What this exercise asks:
A – Answer these questions from the account of Tennessee disasters:
(i) How much rain fell in the flash flood of June 13, 1924, and over how long?
(ii) In what year did the National Weather Service begin keeping official tornado records?
(iii) How many people died in the tornadoes of March 1952?
B – Can you continue the account of Tennessee disasters from its last sentence?

Page excerpt:
-------------------------
A number of natural and technological tragedies, as well as epidemics, have shaped the Tennessee experience. Many resulted in massive property damage and/or loss of life and immeasurable human suffering.

Storms have inflicted terrible damage in Tennessee throughout the last two hundred years. Slow-rise and flash floods have been the most common recurrent disasters. The worst slow-rise floods occurred in 1926-27, 1936-37, and 1973. The great Tennessee, Cumberland, and Mississippi River floods of 1927 gave way to even greater floods in 1937. A number of flash floods have occurred, the worst on June 13, 1924, when fifteen inches of rain fell in an eight-hour period. This flood produced a ten-foot-high wall of water which plummeted down a narrow valley in Carter County, killing 11 people and injuring others. Eyewitnesses claimed that one could not stand out in that rain without strangling.

The state has averaged about six dangerous tornadoes per year since 1916, when the National Weather Service began keeping official records. Both individual and swarms of tornadoes have occurred, some with devastating results. Forty-five people were killed and 600 injured in a series of thirteen East Tennessee tornadoes in April 1974. Six twisters killed 52 and injured 552 in six counties in March 1933. Called the East Nashville Tornado, this storm damaged or demolished sixteen hundred structures in that area alone. The worst ever was in March 1952, when 67 people died and 282 were injured as ten twisters touched down in ten counties. Damages exceeded $5.5 million. That total for damages was topped by the Nashville tornado of April 1998 which left extensive property damage in downtown Nashville and in several East Nashville neighborhoods. Another tornado in early 1999 destroyed large portions of downtown Clarksville, demolishing historic churches, commercial buildings, and homes and leaving the Montgomery County Courthouse in shambles.
-------------------------
Dataset section:
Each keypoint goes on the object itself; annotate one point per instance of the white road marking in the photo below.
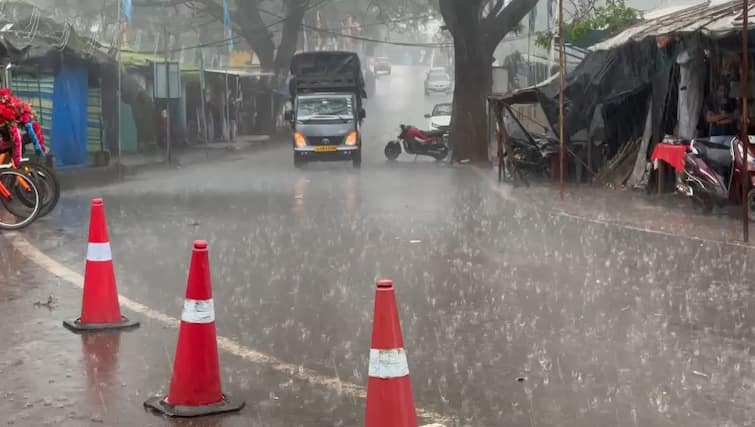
(22, 245)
-------------------------
Answers in order:
A –
(i) Fifteen inches of rain fell in an eight-hour period.
(ii) 1916.
(iii) 67 people died.

B –
Extremes in heat and cold also have affected Tennesseans. Records indicate that sixteen episodes of severe drought have occurred in the past two hundred years. The worst was the decade of the 1980s, the driest overall period in the state's history. A severe heat wave in 1980 took 150 lives when temperatures hovered in the hundreds for days at a time. Most victims were elderly, urban, West Tennessee residents. In other years came record frigid temperatures, snow and ice. The most arduous blizzard seasons of the twentieth century were those of 1945, 1951, and 1993. The landmark winters of the nineteenth century were in 1835 and 1898. February 5, 1835, was called “Cold Friday” because so many cattle and hogs froze to death that day.

The worst series of earthquakes to occur in North America took place in West Tennessee and the Central Mississippi River Valley in 1811 and 1812. Seasonal wild fires have been destructive, especially during periods of drought. Some of the worst were recorded in 1925, 1935, and the 1980s. These fires, usually caused by lightning strikes, have destroyed incalculable acres of cropland as well as wildlife, domestic livestock, homes, businesses, and other structures.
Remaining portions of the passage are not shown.